**YOUR TASK:**
Carry on the Delhi High Court judgment on the cancelled Rohini plot allotment, starting right after its last sentence.

**SELECTED TEXT:**
=======

Citation : 2012 Latest Caselaw 4280 Del
Judgement Date : 19 July, 2012

Delhi High Court
Delhi Development Authority vs V.K. Wahi on 19 July, 2012
Author: Rajiv Sahai Endlaw
*     IN THE HIGH COURT OF DELHI AT NEW DELHI
                               Date of decision: 19th July, 2012
+                 LPA No.481/2008
%   DELHI DEVELOPMENT AUTHORITY                 ....Appellant
                  Through: Mr. Rajiv Bansal & Mr. Rahul
                             Bhandari, Advs.
                          Versus
    V.K. WAHI                                 .... Respondent
                  Through: Mr. R.N. Jha, Adv.
CORAM :-
HON'BLE THE ACTING CHIEF JUSTICE
HON'BLE MR. JUSTICE RAJIV SAHAI ENDLAW
                                JUDGMENT

RAJIV SAHAI ENDLAW, J.

1. This Intra-Court appeal impugns the judgment dated 19th May, 2008 of the learned Single Judge allowing W.P.(C) No.1913/2007 preferred by the respondent by quashing the orders dated 18th July, 2006 and 22nd January, 2007 of the appellant DDA (cancelling the allotment of plot no.1369 (ad measuring 32 sq. mtrs.), Pocket A-1, Sector-30, Rohini in favour of the respondent) and directing the appellant DDA to allot an alternative plot with the same measurements and near the same sector or in the same zone to the respondent at the cost as was prevalent on the date of allotment of the earlier plot to the respondent. The appeal was admitted for hearing and the operation of the order of the learned Single Judge stayed. We have heard the counsels.

2. The respondent was a registrant with the appellant DDA since the year 1981; after a long wait of 23 years he was vide letter dated 2nd August, 2004 allotted the plot aforesaid; though the respondent deposited the

demanded amount but the appellant DDA vide letter dated 18th July, 2006 cancelled the allotment for the reason of the wife of the respondent being already the owner of another plot in Rohini. The respondent represented to the appellant DDA that his wife had purchase a 32 sq. mtr. plot in Rohini from market on power of attorney and had not been allotted the said plot by the appellant DDA. The appellant DDA however vide letter dated 22 nd January, 2007 rejected the said representation.

=======

**GIVEN ENTRIES:**

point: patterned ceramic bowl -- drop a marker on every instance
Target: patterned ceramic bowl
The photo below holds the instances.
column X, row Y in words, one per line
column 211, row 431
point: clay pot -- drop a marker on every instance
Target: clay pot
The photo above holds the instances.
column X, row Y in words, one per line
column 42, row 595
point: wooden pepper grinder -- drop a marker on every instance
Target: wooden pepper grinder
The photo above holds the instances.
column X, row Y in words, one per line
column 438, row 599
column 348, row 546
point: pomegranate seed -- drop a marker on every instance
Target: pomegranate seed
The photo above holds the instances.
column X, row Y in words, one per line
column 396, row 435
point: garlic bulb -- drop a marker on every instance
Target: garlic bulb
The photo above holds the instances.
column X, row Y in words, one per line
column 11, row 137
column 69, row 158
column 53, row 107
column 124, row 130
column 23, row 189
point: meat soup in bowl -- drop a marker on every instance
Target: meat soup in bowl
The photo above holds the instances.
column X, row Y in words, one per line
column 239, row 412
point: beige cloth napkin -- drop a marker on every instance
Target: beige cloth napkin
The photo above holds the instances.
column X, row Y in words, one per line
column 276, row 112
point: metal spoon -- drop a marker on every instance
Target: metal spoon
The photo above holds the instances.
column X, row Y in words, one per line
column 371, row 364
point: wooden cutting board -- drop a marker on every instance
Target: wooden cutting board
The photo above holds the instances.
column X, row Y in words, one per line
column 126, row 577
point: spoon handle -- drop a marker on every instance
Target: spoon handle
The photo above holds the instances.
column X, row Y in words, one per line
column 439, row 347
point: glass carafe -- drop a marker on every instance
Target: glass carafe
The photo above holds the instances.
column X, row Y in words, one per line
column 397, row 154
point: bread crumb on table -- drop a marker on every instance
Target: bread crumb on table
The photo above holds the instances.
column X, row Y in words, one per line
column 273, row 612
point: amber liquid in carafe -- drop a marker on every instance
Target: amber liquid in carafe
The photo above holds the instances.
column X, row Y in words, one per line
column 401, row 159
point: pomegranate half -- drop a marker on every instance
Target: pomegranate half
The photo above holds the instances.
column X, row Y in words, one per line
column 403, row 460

=======

**RESULT:**
3. The relevant clause in the brochure of the appellant DDA in this regard is as under:-

"(1) (ii) The individual or his wife/her husband or any of his/her minor children do not own in full or in part on leasehold or freehold basis any residential plot of the land or a house or have not been allotted on hire purchase basis a residential flat in Delhi/New Delhi or Delhi Cantonement. If, however, individual share of the applicant in the jointly owned plot or land under the residential house is less than 65 sq. mtrs. an application for allotment of plot can be entertained. Persons who own a house or a plot allotted by the Delhi Development Authority on an area of even less than 65 sq. mtrs. shall not, however be eligible for allotment".

4. It is not in dispute that freehold rights of the plot acquired by the wife of the respondent were conveyed in her favour on 29th December, 2000 and that the said fact was not intimated by the respondent to the appellant DDA. The learned Single Judge in the impugned judgment has however negatived the plea of the appellant DDA that the exemption from the general principle in the clause aforesaid qua plot or house of less than 65 sq. mtr. is applicable only to jointly held house/plot. It has further been held that for the clause to be applicable, the allotment of the other plot/house of even less than 65 sq.

mtr. has to be necessarily by the appellant DDA and not when the acquisition is from the market. Accordingly the writ petition was allowed.

5. We need not delve into the issue in detail. The impugned judgment of the learned Single Judge is in consonance with the subsequent judgment dated 9th October, 2009 of the Supreme Court in SLP (Civil) No.27181/2009 (CC 14775/2009) titled Delhi Development Authority v. Jitender Pal Bhardwaj. The counsel for the respondent has also argued and which is not controverted that the judgment of the Division Bench of this Court in LPA No.868/2003 titled DDA v. Madan Lal Garg was taken to the Supreme Court and was upheld by the Supreme Court.

6. In view of the settled legal position, this appeal has to be dismissed. The counsel for the appellant DDA has however argued that an authoritative pronouncement considering all facets is required qua the aforesaid clause in as much as questions qua the same are likely to arise in near future in a large number of cases pursuant to further allotments made in the Rohini area. We are however not inclined to take up the matter in vacuum and if at all any such pronouncement is required, it will be made in appropriate case.

7. We accordingly dismiss the appeal; however the counsel for the appellant DDA having acted fairly, we refrain from imposing any costs. The appellant DDA is now directed to comply with the order of the learned Single Judge within one month from today.

RAJIV SAHAI ENDLAW, J

ACTING CHIEF JUSTICE

JULY 19, 2012/pp..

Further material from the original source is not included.